### Istruzioni dell'esercizio
(1) Secondo il testo sulla legalità nelle scuole, di che cosa si nutrono le mafie e la corruzione?
(2) Riproduca fedelmente il testo sulla legalità nelle scuole, per intero, da "Perché è fondamentale" giù fino a "in questa missione?".
(3) Prosegua il testo sulla legalità nelle scuole a partire da dove si conclude.

### Testo di riferimento
————————
Perché è fondamentale parlare di legalità nelle scuole?
“Perché i giovani rappresentano il presente. Senza consapevolezza, senza conoscenza dei fenomeni criminali e senza un’educazione civica solida, il rischio è quello di formare cittadini disinteressati o, peggio ancora, conniventi. Le mafie e la corruzione si nutrono dell’indifferenza. Parlare con gli studenti significa offrire loro strumenti per comprendere e reagire”.
Qual è il ruolo del giornalismo in questa missione?
“Il giornalismo ha il compito di informare, approfondire e denunciare. Oggi il rischio della disinformazione e delle fake news è altissimo, soprattutto tra i giovani, che spesso si affidano ai social per informarsi. È fondamentale offrire loro un’informazione corretta e indipendente, che smascheri le dinamiche di potere illegale e renda visibili le battaglie di chi ogni giorno lotta per la giustizia”.
Quali strumenti possono essere utilizzati per coinvolgere gli studenti?
“I metodi tradizionali, come le lezioni frontali, sono importanti, ma non bastano. Servono laboratori interattivi, incontri con testimoni diretti della lotta alla criminalità organizzata e casi concreti che li coinvolgano attivamente. La narrazione è fondamentale: raccontare storie di chi ha avuto il coraggio di dire no all’illegalità può ispirare e far comprendere che ogni scelta ha un peso”.
————————
### Materiale fornito

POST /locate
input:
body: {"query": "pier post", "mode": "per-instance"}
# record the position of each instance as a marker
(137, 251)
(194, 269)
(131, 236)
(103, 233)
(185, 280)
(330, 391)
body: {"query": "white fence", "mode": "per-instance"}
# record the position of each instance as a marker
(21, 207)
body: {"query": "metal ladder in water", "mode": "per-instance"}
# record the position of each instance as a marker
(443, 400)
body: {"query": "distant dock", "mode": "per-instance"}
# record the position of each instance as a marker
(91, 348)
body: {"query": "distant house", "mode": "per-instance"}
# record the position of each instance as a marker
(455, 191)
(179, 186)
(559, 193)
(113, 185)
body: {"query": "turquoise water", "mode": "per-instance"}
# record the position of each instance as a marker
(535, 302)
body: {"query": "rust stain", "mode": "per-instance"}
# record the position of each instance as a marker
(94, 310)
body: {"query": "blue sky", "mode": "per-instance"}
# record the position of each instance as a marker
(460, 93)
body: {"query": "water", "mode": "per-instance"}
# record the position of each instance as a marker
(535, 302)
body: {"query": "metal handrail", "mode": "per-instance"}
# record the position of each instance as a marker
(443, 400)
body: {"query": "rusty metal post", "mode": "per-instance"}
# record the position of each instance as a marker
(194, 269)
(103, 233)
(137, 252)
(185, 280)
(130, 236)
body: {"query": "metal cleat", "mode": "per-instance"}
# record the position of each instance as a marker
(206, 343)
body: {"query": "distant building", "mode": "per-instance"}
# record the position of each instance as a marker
————————
### Soluzioni
(1) Dell'indifferenza.

(2)
Perché è fondamentale parlare di legalità nelle scuole?
“Perché i giovani rappresentano il presente. Senza consapevolezza, senza conoscenza dei fenomeni criminali e senza un’educazione civica solida, il rischio è quello di formare cittadini disinteressati o, peggio ancora, conniventi. Le mafie e la corruzione si nutrono dell’indifferenza. Parlare con gli studenti significa offrire loro strumenti per comprendere e reagire”.
Qual è il ruolo del giornalismo in questa missione?

(3)
Quanto conta il linguaggio nel trasmettere messaggi di legalità ai giovani?
“Moltissimo. Bisogna saper comunicare in modo chiaro, diretto e coinvolgente. I giovani si annoiano con discorsi istituzionali e astratti, ma reagiscono quando si sentono coinvolti emotivamente. Raccontare storie, usare un linguaggio vicino a loro, proporre esempi reali è il modo più efficace per sensibilizzarli”.
Cosa manca nel sistema educativo italiano per rafforzare questa consapevolezza?
“Serve più spazio per l’educazione civica. Non basta parlarne un giorno all’anno o in occasione di eventi simbolici. La legalità deve diventare un argomento quotidiano, trasversale, che entri nei programmi scolastici in modo strutturale e non occasionale”.
Oggi i giovani sono più o meno sensibili ai temi della legalità rispetto al passato?
“Ci sono giovani molto attenti e impegnati, ma c’è anche tanta indifferenza. La differenza la fa l’educazione, la famiglia e l’informazione. Se un ragazzo cresce in un ambiente in cui la corruzione è normalizzata e la criminalità è vista come inevitabile, sarà difficile che sviluppi una coscienza civica. Per questo è essenziale lavorare con le scuole e con i media per contrastare questa mentalità”.
Le mafie stanno cambiando strategia? Come si possono riconoscere oggi?
“Le mafie non sono più solo coppole e lupara, ma aziende ben organizzate che si infiltrano nell’economia legale. Controllano appalti, riciclano denaro e usano strumenti finanziari avanzati. Oggi è più difficile riconoscerle, perché si nascondono dietro attività apparentemente lecite. Per questo l’informazione e la consapevolezza sono fondamentali”.
Quanto incide la disinformazione sulla percezione della legalità tra i giovani?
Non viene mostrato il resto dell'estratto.